▶ _Challenge_:
Give back only the lines from the one with "Give one point for each instance of the backpack" through the last line of the data, exactly as they appear.

▶ _Extracted entries_:
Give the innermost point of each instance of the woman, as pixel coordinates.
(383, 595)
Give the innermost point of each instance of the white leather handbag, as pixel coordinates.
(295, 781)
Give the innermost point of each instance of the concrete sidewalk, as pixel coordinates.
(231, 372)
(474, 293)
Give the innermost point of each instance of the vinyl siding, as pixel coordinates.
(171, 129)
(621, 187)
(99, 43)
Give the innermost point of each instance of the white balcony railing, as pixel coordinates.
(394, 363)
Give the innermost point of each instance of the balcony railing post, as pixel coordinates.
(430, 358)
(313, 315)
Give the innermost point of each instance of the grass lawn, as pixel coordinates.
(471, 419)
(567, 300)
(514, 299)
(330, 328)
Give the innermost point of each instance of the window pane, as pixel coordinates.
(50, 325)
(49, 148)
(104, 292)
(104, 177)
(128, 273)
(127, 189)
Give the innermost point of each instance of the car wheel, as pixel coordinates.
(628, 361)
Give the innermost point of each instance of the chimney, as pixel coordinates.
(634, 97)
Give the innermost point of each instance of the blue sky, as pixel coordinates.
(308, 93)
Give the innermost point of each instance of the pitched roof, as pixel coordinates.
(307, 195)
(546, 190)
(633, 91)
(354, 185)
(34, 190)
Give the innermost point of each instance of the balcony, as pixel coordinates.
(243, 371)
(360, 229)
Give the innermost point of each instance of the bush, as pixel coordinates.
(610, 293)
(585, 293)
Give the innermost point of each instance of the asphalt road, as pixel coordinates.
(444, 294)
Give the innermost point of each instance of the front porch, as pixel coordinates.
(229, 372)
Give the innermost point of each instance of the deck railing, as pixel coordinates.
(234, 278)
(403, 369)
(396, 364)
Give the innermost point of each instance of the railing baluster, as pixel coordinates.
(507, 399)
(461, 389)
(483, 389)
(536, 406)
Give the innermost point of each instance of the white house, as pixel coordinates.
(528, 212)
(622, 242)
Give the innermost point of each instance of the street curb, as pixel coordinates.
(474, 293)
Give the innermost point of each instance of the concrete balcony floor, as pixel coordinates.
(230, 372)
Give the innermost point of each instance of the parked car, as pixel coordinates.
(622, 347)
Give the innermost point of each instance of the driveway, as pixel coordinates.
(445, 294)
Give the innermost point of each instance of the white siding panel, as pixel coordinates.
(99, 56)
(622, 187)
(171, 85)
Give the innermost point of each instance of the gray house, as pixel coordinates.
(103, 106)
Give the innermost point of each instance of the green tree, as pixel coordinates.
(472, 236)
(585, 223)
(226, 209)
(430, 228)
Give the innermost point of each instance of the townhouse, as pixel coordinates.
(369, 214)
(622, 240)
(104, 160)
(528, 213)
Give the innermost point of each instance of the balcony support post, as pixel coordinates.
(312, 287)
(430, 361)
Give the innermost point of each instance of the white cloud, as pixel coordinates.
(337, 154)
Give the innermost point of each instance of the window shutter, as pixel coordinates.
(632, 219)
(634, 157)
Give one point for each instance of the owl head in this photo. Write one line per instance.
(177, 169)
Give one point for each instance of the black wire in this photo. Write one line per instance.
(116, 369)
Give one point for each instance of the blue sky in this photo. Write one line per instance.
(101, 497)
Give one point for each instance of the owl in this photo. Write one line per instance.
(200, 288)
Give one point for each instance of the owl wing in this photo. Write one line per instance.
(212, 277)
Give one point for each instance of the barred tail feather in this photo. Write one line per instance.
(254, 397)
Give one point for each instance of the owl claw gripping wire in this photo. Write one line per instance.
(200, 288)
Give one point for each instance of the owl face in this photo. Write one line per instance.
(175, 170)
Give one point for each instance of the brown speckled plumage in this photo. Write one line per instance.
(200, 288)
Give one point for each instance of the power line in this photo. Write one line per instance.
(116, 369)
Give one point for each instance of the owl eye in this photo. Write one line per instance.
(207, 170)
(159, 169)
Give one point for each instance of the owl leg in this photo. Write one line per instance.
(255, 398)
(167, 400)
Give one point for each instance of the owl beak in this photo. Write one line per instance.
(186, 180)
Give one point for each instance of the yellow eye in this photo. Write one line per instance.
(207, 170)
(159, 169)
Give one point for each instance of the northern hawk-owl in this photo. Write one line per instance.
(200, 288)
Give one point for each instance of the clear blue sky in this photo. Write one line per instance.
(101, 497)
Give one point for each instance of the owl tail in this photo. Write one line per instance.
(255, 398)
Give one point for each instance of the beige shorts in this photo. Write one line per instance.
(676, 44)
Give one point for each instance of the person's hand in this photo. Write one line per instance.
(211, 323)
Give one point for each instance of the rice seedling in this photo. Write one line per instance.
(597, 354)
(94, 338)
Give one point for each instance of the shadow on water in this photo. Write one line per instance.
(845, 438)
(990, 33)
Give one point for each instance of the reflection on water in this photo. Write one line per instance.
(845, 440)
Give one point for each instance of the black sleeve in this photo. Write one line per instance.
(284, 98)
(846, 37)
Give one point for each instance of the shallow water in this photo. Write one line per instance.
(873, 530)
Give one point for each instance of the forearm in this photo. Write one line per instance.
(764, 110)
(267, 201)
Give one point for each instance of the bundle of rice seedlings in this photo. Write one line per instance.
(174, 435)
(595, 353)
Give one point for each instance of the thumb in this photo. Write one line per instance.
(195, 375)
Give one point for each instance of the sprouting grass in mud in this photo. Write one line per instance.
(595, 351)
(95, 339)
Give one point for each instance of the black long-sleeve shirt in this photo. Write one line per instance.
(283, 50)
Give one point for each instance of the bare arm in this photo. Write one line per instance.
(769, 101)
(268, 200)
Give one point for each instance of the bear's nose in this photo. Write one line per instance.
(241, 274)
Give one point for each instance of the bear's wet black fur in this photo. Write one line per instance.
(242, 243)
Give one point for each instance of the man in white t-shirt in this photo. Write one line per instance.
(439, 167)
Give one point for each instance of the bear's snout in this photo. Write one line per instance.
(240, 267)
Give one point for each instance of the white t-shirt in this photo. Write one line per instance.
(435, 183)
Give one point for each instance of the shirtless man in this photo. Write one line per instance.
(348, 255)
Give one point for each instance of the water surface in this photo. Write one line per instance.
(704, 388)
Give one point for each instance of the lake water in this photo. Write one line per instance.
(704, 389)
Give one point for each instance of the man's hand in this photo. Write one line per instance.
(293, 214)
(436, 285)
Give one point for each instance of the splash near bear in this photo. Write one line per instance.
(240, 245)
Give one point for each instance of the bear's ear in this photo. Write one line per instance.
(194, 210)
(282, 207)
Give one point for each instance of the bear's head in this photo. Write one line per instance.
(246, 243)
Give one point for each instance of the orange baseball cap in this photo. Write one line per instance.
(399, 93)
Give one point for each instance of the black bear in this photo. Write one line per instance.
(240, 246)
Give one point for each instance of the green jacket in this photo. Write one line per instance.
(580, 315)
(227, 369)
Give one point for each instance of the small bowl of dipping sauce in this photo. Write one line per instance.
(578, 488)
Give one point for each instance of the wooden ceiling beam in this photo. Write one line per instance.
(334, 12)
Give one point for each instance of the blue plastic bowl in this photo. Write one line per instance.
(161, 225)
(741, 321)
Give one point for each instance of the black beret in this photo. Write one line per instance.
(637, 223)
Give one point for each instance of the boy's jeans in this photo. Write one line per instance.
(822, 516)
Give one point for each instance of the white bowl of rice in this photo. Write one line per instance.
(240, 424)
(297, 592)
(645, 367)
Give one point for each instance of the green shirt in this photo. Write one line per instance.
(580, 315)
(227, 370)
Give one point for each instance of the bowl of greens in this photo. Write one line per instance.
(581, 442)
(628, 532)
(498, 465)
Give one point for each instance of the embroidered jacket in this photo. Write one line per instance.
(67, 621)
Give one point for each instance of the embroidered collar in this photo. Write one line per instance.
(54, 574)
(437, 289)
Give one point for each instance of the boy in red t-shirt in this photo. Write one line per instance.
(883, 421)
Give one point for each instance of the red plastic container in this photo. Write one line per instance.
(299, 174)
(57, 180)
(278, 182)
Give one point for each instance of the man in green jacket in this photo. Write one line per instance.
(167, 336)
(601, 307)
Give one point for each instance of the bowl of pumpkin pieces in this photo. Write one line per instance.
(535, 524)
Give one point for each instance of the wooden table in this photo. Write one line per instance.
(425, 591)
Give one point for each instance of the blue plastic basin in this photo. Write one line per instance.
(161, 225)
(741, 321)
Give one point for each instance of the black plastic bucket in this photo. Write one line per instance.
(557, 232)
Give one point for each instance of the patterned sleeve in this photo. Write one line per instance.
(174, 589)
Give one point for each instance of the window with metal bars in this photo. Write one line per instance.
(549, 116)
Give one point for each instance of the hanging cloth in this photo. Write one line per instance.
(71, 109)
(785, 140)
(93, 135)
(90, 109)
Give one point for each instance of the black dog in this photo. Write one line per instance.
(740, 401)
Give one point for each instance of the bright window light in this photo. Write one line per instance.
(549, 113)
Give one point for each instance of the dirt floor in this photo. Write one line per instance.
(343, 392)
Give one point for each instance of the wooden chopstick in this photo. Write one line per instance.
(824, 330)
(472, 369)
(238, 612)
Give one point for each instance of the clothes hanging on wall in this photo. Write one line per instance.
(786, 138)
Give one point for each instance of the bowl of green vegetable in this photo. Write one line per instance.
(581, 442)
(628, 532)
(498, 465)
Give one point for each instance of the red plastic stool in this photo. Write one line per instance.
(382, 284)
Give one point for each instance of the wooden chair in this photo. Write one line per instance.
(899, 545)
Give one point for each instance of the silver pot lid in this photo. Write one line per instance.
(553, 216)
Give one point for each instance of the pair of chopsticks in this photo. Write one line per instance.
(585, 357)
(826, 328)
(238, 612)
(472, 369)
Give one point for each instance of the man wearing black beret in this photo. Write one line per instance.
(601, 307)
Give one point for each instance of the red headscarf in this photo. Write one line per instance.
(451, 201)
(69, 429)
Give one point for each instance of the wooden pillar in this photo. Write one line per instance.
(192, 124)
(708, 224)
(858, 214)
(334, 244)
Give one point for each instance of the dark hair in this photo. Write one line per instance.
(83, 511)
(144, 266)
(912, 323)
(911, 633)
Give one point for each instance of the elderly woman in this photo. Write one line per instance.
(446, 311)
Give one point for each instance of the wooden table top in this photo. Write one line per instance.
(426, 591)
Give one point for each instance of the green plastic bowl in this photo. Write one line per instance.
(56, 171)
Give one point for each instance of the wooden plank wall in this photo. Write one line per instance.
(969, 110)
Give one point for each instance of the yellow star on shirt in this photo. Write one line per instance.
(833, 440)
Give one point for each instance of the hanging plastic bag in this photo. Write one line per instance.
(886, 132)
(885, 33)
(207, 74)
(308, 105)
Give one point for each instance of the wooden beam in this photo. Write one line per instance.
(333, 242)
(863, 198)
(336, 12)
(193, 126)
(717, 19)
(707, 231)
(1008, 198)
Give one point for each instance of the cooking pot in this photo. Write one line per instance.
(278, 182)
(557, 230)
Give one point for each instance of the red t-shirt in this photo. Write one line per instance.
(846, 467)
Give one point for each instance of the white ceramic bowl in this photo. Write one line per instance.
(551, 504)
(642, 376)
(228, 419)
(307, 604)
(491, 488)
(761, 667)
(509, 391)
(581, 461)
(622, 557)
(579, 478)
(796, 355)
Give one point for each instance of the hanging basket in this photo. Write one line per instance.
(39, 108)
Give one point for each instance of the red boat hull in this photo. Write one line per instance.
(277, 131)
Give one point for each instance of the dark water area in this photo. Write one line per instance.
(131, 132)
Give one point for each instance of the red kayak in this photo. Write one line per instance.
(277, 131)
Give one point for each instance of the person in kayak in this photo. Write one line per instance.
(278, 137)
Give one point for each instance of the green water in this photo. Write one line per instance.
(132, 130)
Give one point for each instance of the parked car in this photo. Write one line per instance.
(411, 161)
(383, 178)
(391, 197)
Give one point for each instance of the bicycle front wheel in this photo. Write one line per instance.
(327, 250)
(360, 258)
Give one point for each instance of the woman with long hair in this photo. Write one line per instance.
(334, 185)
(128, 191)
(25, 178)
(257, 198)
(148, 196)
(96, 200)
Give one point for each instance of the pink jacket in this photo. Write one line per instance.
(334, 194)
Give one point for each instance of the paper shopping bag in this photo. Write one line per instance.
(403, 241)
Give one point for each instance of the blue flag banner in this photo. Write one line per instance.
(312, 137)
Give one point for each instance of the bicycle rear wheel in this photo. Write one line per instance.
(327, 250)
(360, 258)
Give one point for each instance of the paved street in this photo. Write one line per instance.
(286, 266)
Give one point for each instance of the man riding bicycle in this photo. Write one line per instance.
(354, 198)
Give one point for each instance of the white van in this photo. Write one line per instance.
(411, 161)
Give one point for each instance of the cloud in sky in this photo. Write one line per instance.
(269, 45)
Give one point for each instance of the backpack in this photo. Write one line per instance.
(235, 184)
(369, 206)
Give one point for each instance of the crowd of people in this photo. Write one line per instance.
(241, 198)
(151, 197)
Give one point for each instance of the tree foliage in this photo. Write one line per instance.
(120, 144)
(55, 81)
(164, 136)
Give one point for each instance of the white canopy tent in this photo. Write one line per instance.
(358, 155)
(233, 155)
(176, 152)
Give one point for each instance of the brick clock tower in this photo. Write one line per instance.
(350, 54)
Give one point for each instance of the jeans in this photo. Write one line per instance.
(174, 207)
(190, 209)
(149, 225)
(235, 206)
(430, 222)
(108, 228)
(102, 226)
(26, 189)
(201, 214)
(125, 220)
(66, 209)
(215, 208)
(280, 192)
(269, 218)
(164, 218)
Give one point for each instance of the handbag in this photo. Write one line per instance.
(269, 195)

▶ _Answer to this problem_:
Give one point for each instance of the backpack in this photo. Write one line per instance.
(235, 184)
(369, 206)
Give one point for each instance of the crowd of people in this photo. Write one line per instance.
(241, 198)
(151, 197)
Give one point for each instance of the tree foliage in this photo. Write one line per instance.
(120, 144)
(55, 81)
(164, 136)
Give one point for each instance of the white canopy tent in this photo. Write one line per instance.
(358, 155)
(233, 155)
(176, 152)
Give one point for each instance of the brick clock tower in this photo. Write one line per instance.
(350, 54)
Give one point for each instance of the jeans in this photo. Write one line per instance.
(174, 207)
(190, 209)
(149, 225)
(235, 206)
(430, 222)
(108, 228)
(102, 226)
(26, 189)
(201, 214)
(125, 220)
(66, 209)
(215, 208)
(280, 192)
(269, 218)
(164, 218)
Give one point for each instance of the handbag in this photo. Write one line per instance.
(269, 195)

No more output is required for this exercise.